§ 掲載本文:
○ ○ ○ ○ ○
225 宗教を科学する(11) 人間以前の状態に戻る安らぎ

ノラ猫たちとさまよったボクの仏教入門 225

 225 宗教を科学する(11) 人間以前の状態に戻る安らぎ

 前回のつづき。
河合隼雄さん(京大名誉教授でユング派の臨床心理学者)は信仰と無意識の関係をイスラム神秘主義を例に紹介している。=182回の『宗教と科学の接点』参照。

 人間の意識には日ごろ私たちが意識している意識層のほかに深層意識がある。イスラム神秘主義によると、いちばん浅いところにあるのが欲望、慾情の領域で、いちばん奥に潜むのが自我意識の完全になくなった無の境地だ。この境地になってはじめてわれわれがふつうに意識している「現実」も表面的なものから深い層にいたるまで何層もの現実が存在しているのを見ることができる。

この境地にいたるには激しい修行が必要で、禅宗の座禅、ヒンズーのヨガなどもこのような修行のひとつだ。西洋近代は自我による意識が「現実」をとらえるとしてきた。しかし、ベトナム戦争以来、この「現実」に自信がなくなり、東洋的な意識の捉え方に注目し始めた。自我で把握する現実は唯一の現実でないのだ。

西洋流の考え方は自分と対象(環境)を別個のものとして切り離す。自分は環境から独立した主体的な意識・自我なのだ。このやりかたで、西洋の自然科学は成功してきた。対象から切り離した自我=意識によって捉えられた事象は普遍性をもつ。たとえば、ひとつの花をみて、「花びらが5枚」といえば、だれにも同じように明らかだ。普遍性がある。
○ ○ ○ ○ ○
§ 練習問題:
- a) 本文によると、イスラム神秘主義では深層意識のいちばん奥に何が潜んでいるとされていますか。
- b) 本文のうち、「河合隼雄さん(京大名誉教授で」から始まり「現実は唯一の現実でないのだ。」で終わる部分を一字一句そのまま書き写してください。

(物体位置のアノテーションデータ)
○ ○ ○ ○ ○
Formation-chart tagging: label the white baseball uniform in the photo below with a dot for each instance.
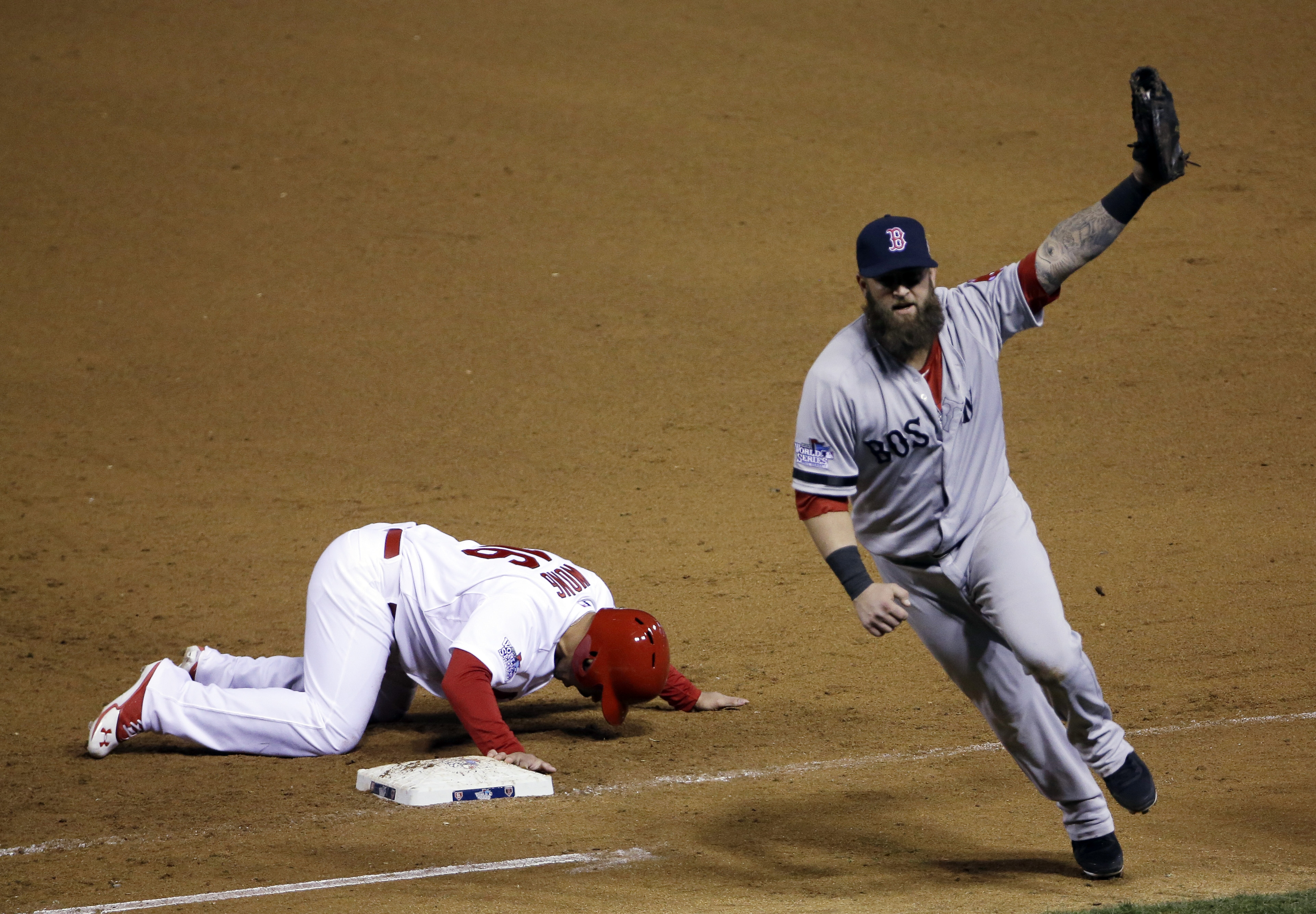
(508, 608)
(935, 505)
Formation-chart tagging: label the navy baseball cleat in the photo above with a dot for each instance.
(1132, 787)
(1101, 858)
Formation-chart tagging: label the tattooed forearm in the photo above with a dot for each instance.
(1074, 243)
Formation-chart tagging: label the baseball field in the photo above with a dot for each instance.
(552, 274)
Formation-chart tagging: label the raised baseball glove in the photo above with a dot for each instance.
(1157, 149)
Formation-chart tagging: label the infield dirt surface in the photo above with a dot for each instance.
(552, 274)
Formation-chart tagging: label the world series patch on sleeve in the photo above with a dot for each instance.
(431, 781)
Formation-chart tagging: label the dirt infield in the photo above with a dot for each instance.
(552, 274)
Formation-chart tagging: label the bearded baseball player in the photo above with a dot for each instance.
(394, 606)
(901, 446)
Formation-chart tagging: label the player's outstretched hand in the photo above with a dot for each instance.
(524, 760)
(717, 701)
(882, 608)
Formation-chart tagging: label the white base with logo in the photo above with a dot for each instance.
(431, 781)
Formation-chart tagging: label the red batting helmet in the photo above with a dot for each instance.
(622, 660)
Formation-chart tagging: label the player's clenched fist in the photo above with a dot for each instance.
(882, 608)
(523, 759)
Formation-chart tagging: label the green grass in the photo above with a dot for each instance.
(1290, 903)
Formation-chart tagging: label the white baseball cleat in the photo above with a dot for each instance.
(190, 659)
(122, 718)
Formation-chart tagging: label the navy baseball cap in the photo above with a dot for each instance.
(891, 243)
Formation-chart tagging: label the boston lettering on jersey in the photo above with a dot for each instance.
○ ○ ○ ○ ○
§ 練習問題の解答:
- a) 自我意識の完全になくなった無の境地が潜んでいるとされています。

- b)
河合隼雄さん(京大名誉教授でユング派の臨床心理学者)は信仰と無意識の関係をイスラム神秘主義を例に紹介している。=182回の『宗教と科学の接点』参照。

 人間の意識には日ごろ私たちが意識している意識層のほかに深層意識がある。イスラム神秘主義によると、いちばん浅いところにあるのが欲望、慾情の領域で、いちばん奥に潜むのが自我意識の完全になくなった無の境地だ。この境地になってはじめてわれわれがふつうに意識している「現実」も表面的なものから深い層にいたるまで何層もの現実が存在しているのを見ることができる。

この境地にいたるには激しい修行が必要で、禅宗の座禅、ヒンズーのヨガなどもこのような修行のひとつだ。西洋近代は自我による意識が「現実」をとらえるとしてきた。しかし、ベトナム戦争以来、この「現実」に自信がなくなり、東洋的な意識の捉え方に注目し始めた。自我で把握する現実は唯一の現実でないのだ。